-- Start of Passage to read --

Sitemap Generation

Generate XML sitemaps from completed crawl results, following the sitemaps.org protocol. Essential for SEO optimization, site audits, and content inventory management.

REST Endpoint

GET /api/v1/crawls/:id/sitemap

MCP Tool

crawl_sitemap

Permission

crawls:read

Looking to analyze site structure?

Generate sitemaps from crawl results for SEO audits, content inventories, and migration planning.

REST API

GET /api/v1/crawls/:id/sitemap

Parameters

Parameter	Type	Required	Description
`id`	string	Yes	Crawl job UUID (path parameter)
`page`	integer	No	Page number for large sitemaps (default: 1)

Note

Sitemaps are only generated for completed crawls. The crawl must have a status of "completed" before you can request a sitemap.

Examples

Basic Usage

curl -H "Authorization: Bearer sk_your_api_key" \
  https://your-server/api/v1/crawls/crawl_abc123/sitemap

With Pagination

curl -H "Authorization: Bearer sk_your_api_key" \
  "https://your-server/api/v1/crawls/crawl_abc123/sitemap?page=2"

-- End of Passage to read --

### Jobs:
a) Answer these questions from the sitemap generation page:
(i) Which permission is listed for this feature?
(ii) What is the default value of the `page` parameter?
(iii) What status must a crawl have before a sitemap can be requested?
b) Render the records from the line containing "In this exercise you will indicate the dog's fur" through the last line of the records as a Markdown table with the columns Row and Line. Number each row and omit any blank lines.
The records that follow come from a source separate from the sitemap generation page.

-- Start of Given information --

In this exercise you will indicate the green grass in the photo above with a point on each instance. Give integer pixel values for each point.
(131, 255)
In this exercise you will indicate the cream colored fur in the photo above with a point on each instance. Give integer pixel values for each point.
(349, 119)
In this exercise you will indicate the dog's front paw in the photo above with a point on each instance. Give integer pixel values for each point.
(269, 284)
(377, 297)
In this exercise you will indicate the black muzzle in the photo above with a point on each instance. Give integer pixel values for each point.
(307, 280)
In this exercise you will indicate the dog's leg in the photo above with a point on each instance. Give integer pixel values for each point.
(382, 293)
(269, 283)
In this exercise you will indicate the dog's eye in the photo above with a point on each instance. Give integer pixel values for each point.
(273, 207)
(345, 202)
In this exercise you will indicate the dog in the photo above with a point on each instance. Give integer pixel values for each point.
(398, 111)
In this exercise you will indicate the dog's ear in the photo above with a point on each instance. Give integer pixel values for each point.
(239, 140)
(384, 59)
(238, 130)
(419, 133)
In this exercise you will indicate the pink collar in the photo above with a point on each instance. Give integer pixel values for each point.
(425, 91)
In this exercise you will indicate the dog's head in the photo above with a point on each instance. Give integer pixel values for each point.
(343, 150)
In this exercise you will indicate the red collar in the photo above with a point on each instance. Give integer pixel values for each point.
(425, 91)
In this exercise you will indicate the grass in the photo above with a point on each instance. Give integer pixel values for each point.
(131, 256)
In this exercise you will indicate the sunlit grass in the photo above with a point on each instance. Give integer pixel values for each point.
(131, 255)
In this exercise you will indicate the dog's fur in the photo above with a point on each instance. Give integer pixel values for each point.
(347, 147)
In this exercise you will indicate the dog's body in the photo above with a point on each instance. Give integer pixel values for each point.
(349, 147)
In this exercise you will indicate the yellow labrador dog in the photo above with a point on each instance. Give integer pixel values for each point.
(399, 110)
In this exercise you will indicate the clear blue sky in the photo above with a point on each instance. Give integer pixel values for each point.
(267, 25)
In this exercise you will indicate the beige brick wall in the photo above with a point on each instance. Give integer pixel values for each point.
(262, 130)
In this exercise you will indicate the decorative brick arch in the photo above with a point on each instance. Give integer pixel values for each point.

-- End of Given information --

### Written responses:
a)
(i) crawls:read
(ii) 1
(iii) "completed"

b)
| Row | Line |
|---|---|
| 1 | In this exercise you will indicate the dog's fur in the photo above with a point on each instance. Give integer pixel values for each point. |
| 2 | (347, 147) |
| 3 | In this exercise you will indicate the dog's body in the photo above with a point on each instance. Give integer pixel values for each point. |
| 4 | (349, 147) |
| 5 | In this exercise you will indicate the yellow labrador dog in the photo above with a point on each instance. Give integer pixel values for each point. |
| 6 | (399, 110) |
| 7 | In this exercise you will indicate the clear blue sky in the photo above with a point on each instance. Give integer pixel values for each point. |
| 8 | (267, 25) |
| 9 | In this exercise you will indicate the beige brick wall in the photo above with a point on each instance. Give integer pixel values for each point. |
| 10 | (262, 130) |
| 11 | In this exercise you will indicate the decorative brick arch in the photo above with a point on each instance. Give integer pixel values for each point. |